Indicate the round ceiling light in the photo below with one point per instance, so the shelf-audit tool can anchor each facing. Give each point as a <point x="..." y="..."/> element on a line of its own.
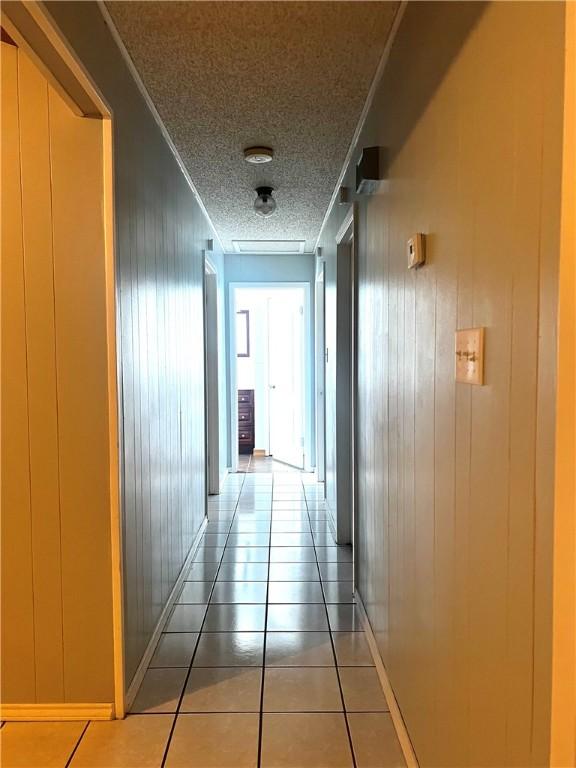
<point x="264" y="205"/>
<point x="258" y="155"/>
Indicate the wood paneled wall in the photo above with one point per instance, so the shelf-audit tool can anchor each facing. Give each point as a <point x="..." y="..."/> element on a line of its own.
<point x="161" y="234"/>
<point x="455" y="483"/>
<point x="56" y="550"/>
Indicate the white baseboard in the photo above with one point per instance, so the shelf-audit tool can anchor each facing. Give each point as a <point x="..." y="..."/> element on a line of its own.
<point x="134" y="686"/>
<point x="396" y="715"/>
<point x="58" y="711"/>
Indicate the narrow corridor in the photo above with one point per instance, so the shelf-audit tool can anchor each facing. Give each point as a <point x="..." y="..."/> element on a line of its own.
<point x="263" y="662"/>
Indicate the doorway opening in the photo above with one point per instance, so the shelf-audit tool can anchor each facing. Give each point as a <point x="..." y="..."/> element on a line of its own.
<point x="270" y="374"/>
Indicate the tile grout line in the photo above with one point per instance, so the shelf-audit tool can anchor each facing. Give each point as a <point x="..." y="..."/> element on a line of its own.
<point x="261" y="714"/>
<point x="336" y="666"/>
<point x="69" y="761"/>
<point x="182" y="693"/>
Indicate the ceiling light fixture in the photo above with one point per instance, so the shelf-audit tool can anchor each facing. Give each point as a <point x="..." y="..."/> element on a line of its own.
<point x="258" y="155"/>
<point x="264" y="205"/>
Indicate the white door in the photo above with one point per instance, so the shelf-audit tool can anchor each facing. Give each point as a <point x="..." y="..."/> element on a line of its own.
<point x="286" y="376"/>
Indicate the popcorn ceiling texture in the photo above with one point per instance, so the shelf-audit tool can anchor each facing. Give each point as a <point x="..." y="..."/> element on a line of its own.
<point x="228" y="75"/>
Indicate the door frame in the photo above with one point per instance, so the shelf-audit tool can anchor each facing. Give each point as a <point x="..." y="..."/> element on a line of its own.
<point x="33" y="30"/>
<point x="211" y="394"/>
<point x="320" y="352"/>
<point x="232" y="361"/>
<point x="345" y="492"/>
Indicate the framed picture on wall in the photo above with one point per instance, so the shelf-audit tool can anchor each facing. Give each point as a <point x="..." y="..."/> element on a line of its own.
<point x="243" y="333"/>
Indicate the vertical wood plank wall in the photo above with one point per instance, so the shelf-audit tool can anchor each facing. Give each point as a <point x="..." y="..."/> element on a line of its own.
<point x="456" y="483"/>
<point x="161" y="234"/>
<point x="56" y="568"/>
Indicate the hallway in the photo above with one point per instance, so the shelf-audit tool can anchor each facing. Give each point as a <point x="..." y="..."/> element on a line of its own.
<point x="263" y="662"/>
<point x="276" y="274"/>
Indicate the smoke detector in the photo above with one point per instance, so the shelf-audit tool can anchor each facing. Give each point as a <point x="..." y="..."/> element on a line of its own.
<point x="258" y="155"/>
<point x="264" y="205"/>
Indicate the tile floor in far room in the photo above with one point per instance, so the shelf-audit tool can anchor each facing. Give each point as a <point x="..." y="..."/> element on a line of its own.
<point x="263" y="661"/>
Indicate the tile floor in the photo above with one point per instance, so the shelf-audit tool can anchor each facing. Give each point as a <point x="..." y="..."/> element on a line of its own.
<point x="263" y="661"/>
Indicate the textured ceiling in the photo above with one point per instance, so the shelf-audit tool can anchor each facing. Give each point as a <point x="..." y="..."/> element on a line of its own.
<point x="227" y="75"/>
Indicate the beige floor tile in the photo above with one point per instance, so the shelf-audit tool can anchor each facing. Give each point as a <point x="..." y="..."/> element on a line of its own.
<point x="223" y="689"/>
<point x="160" y="691"/>
<point x="138" y="741"/>
<point x="239" y="592"/>
<point x="352" y="649"/>
<point x="235" y="618"/>
<point x="299" y="649"/>
<point x="186" y="618"/>
<point x="345" y="618"/>
<point x="301" y="689"/>
<point x="295" y="592"/>
<point x="195" y="592"/>
<point x="175" y="649"/>
<point x="310" y="617"/>
<point x="338" y="591"/>
<point x="214" y="741"/>
<point x="374" y="740"/>
<point x="230" y="649"/>
<point x="362" y="690"/>
<point x="294" y="572"/>
<point x="317" y="740"/>
<point x="31" y="745"/>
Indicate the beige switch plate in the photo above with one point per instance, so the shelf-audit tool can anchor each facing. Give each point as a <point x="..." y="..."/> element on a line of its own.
<point x="470" y="355"/>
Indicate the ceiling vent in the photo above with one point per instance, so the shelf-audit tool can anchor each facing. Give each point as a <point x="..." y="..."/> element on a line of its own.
<point x="282" y="247"/>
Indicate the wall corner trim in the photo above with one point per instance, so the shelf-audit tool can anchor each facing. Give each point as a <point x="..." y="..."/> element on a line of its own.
<point x="395" y="713"/>
<point x="58" y="712"/>
<point x="164" y="616"/>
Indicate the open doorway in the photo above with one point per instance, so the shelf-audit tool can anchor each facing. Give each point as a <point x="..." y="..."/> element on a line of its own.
<point x="270" y="374"/>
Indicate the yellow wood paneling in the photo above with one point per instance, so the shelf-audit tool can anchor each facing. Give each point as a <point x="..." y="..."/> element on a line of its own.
<point x="161" y="234"/>
<point x="42" y="396"/>
<point x="455" y="483"/>
<point x="563" y="739"/>
<point x="18" y="662"/>
<point x="56" y="538"/>
<point x="81" y="363"/>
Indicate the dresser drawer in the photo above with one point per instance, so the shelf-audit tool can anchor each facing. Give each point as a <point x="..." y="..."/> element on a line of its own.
<point x="246" y="434"/>
<point x="246" y="396"/>
<point x="245" y="417"/>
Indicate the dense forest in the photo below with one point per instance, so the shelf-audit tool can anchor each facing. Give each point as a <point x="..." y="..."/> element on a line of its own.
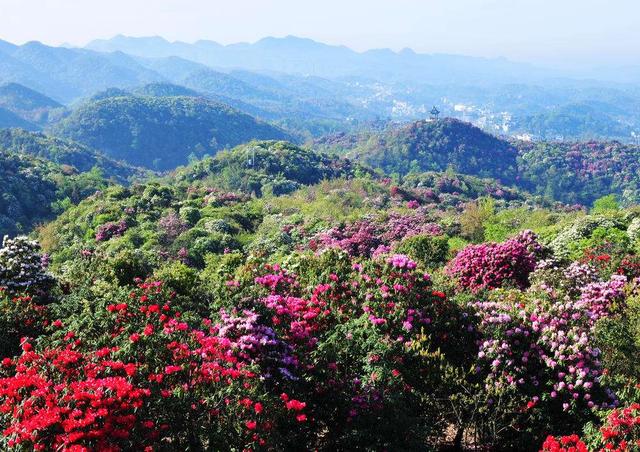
<point x="161" y="132"/>
<point x="253" y="247"/>
<point x="411" y="289"/>
<point x="571" y="172"/>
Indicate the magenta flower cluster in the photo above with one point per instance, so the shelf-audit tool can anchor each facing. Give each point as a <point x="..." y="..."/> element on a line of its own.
<point x="492" y="265"/>
<point x="370" y="238"/>
<point x="546" y="350"/>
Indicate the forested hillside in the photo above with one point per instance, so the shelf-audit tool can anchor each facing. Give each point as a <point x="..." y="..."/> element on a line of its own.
<point x="570" y="172"/>
<point x="35" y="190"/>
<point x="67" y="152"/>
<point x="288" y="245"/>
<point x="161" y="132"/>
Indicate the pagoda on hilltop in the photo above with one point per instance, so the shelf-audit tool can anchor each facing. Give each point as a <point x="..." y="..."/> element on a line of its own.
<point x="435" y="113"/>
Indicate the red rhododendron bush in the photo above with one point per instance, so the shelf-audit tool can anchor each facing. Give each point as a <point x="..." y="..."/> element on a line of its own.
<point x="286" y="360"/>
<point x="509" y="346"/>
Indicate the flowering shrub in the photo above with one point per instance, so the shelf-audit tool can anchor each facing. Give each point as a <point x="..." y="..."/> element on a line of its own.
<point x="63" y="399"/>
<point x="492" y="265"/>
<point x="369" y="238"/>
<point x="571" y="443"/>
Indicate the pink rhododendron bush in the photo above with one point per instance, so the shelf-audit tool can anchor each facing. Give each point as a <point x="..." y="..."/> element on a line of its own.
<point x="347" y="346"/>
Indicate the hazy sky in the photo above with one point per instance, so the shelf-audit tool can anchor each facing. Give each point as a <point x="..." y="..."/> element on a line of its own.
<point x="551" y="31"/>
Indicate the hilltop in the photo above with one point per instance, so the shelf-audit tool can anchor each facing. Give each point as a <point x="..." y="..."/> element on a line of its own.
<point x="431" y="146"/>
<point x="30" y="105"/>
<point x="161" y="132"/>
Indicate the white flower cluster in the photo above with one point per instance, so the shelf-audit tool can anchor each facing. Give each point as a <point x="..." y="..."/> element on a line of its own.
<point x="21" y="265"/>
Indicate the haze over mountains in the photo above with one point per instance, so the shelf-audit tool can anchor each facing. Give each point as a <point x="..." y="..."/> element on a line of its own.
<point x="314" y="88"/>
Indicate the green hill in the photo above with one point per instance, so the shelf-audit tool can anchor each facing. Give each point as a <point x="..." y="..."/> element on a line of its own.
<point x="162" y="132"/>
<point x="34" y="190"/>
<point x="67" y="152"/>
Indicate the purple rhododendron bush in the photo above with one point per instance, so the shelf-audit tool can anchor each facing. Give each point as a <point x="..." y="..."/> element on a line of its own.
<point x="180" y="317"/>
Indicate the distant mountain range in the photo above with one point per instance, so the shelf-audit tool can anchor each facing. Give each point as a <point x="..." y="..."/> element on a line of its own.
<point x="307" y="57"/>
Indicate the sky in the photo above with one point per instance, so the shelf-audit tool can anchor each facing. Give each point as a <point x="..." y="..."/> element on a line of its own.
<point x="550" y="32"/>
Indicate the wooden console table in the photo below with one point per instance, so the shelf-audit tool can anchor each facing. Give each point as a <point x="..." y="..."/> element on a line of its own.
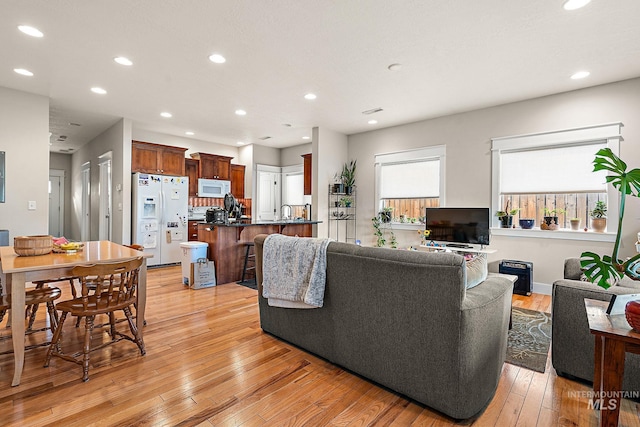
<point x="614" y="338"/>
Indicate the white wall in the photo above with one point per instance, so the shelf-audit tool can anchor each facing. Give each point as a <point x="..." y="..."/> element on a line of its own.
<point x="116" y="139"/>
<point x="62" y="161"/>
<point x="293" y="155"/>
<point x="330" y="151"/>
<point x="468" y="162"/>
<point x="24" y="137"/>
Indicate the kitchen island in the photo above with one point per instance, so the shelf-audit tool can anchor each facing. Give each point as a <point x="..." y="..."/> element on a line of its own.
<point x="227" y="242"/>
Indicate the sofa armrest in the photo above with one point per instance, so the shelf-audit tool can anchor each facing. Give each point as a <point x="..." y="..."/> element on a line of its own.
<point x="572" y="351"/>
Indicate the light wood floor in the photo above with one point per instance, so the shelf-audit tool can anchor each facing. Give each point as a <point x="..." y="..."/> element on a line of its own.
<point x="208" y="363"/>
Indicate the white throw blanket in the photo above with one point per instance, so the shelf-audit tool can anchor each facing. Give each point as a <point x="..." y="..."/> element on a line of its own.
<point x="294" y="271"/>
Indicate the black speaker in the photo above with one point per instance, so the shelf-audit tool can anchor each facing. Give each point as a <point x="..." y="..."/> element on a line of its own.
<point x="522" y="269"/>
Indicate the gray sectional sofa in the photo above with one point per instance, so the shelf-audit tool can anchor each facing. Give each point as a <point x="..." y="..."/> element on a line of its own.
<point x="572" y="349"/>
<point x="405" y="320"/>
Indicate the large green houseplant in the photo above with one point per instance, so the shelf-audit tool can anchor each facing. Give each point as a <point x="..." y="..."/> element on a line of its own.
<point x="606" y="270"/>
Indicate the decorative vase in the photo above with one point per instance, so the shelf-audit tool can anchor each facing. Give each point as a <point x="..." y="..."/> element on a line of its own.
<point x="506" y="221"/>
<point x="599" y="225"/>
<point x="527" y="223"/>
<point x="632" y="313"/>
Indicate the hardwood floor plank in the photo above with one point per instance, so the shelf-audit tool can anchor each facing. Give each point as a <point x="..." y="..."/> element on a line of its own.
<point x="208" y="363"/>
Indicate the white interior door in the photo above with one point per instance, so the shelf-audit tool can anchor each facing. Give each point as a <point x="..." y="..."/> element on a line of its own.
<point x="85" y="226"/>
<point x="104" y="191"/>
<point x="56" y="202"/>
<point x="268" y="193"/>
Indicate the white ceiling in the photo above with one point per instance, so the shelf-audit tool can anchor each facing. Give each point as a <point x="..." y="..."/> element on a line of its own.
<point x="456" y="55"/>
§ §
What to work on - Each line from the one with "Indicate the large" through the last line of the records must be written out word for word. Include nothing else.

Final result -
Indicate the large green houseplant in the photo above with one point per instance, so the shelf-audit tool can anchor each facing. Give each point as a <point x="..." y="..."/> element on a line of its own.
<point x="606" y="270"/>
Indicate the decorative vase in the photo above with one point per instance, so the shelf-audit tool can anchor each facing. Give each point as a <point x="..." y="..."/> element on a line of its own.
<point x="506" y="221"/>
<point x="599" y="225"/>
<point x="527" y="223"/>
<point x="632" y="313"/>
Indicate the hardwood floor plank in the photo above with one point per instance, so the shelf-audit tool can anchor each facing. Give each point as a <point x="..." y="..."/> element on a line of its own.
<point x="208" y="363"/>
Indicate the white interior door in the photo above with one point per instance, so the shelf-audit tool can anchor each facing. Give each point as a <point x="..." y="..."/> element on a line of its own.
<point x="85" y="226"/>
<point x="104" y="191"/>
<point x="56" y="202"/>
<point x="268" y="193"/>
Indicate the white ceiling in the photo above with one point per instance, so the shelf-audit tool can anchor each facing. Give each point as a <point x="..." y="..."/> element on a line of its own.
<point x="456" y="55"/>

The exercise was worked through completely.